** Start of TEXT BLOCK **
TEL AVIV, June 25: Two leading Israeli and Palestinian figures officially launched on Wednesday a peace initiative aimed at collecting as many signatures as possible in a bid to force leaders on both sides to work toward ending months of violence.

Called “The People’s Voice”, the project was initiated by a former chief of Israel’s Shin Beth internal security services, Ami Ayalon, and Sari Nusseibeh, a Palestinian intellectual who heads the Al Quds University, in the holy city.

Both of them are moderates who have been almost marginalized within their own communities. They signed in July last year a “Statement of Principles” based on the vision of two states living side-by-side as is the so-called internationally-drafted roadmap for peace.

But the document presented by the two men is more far-reaching than the blueprint currently being discussed as it does not focus on rekindling negotiations, but rather on determining their outcome.

The text calls for an Israeli withdrawal from all territories occupied during the June 1967 war “with the possibility to exchange territories”, and division for Al Quds, whose Arab neighbourhoods would come under Palestinian sovereignty.

The plan also stipulates that the 3.7 million Palestinian refugees could only return to a future Palestinian state and not to towns and villages inside Israel.

During a joint press conference in Tel Aviv, Mr Nusseibeh and Mr Ayalon said the plan was aimed at supporting and complementing the roadmap, which calls for the creation of an independent Palestinian state by 2005.

Mr Nusseibeh, who was in charge of affairs in the holy city for the Palestine Liberation Organization until last year, said he hoped to collect “100,000 signatures in the next six months” in order to “encourage leaders to take the necessary measures”.

Mr Ayalon said he hoped to collect two Israeli signatures for each Palestinian one, and added that the petition would be officially launched in newspapers on Thursday.
** End of TEXT BLOCK **
** Start of ENTRIES PROVIDED **
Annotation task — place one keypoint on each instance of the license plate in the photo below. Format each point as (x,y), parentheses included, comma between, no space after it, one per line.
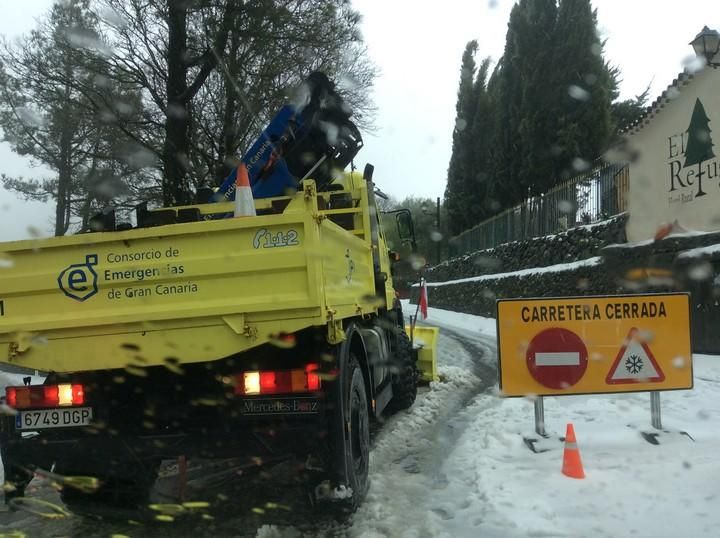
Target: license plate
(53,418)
** End of ENTRIES PROVIDED **
** Start of ENTRIES PROVIDED **
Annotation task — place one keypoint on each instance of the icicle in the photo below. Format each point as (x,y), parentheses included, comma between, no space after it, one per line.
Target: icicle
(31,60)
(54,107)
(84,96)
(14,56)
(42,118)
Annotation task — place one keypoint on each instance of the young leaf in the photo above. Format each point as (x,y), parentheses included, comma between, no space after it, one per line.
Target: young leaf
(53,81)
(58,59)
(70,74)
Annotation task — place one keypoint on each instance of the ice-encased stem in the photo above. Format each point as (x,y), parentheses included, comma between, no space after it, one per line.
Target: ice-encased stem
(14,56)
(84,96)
** End of ENTRIES PROVIDED **
** Start of ENTRIES PROVIDED **
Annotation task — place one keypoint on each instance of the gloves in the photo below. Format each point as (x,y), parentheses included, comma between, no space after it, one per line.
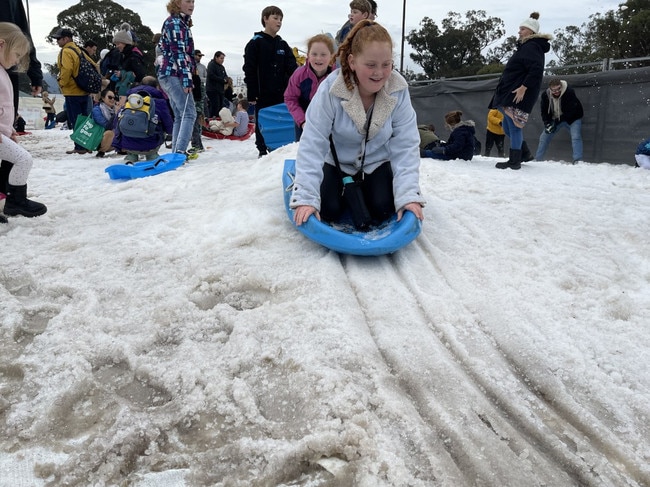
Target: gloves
** End of ENTRIES PROVIDED **
* [PROBLEMS AND TASKS]
[1] In the article on the peace initiative, how many signatures did Mr Nusseibeh hope to collect in the next six months?
[2] Duplicate the stretch from "TEL AVIV, June" through "the holy city." in the article on the peace initiative.
Respond using only the article on the peace initiative.

* [COMPLETE ANSWERS]
[1] He hoped to collect 100,000 signatures.

[2]
TEL AVIV, June 25: Two leading Israeli and Palestinian figures officially launched on Wednesday a peace initiative aimed at collecting as many signatures as possible in a bid to force leaders on both sides to work toward ending months of violence.

Called “The People’s Voice”, the project was initiated by a former chief of Israel’s Shin Beth internal security services, Ami Ayalon, and Sari Nusseibeh, a Palestinian intellectual who heads the Al Quds University, in the holy city.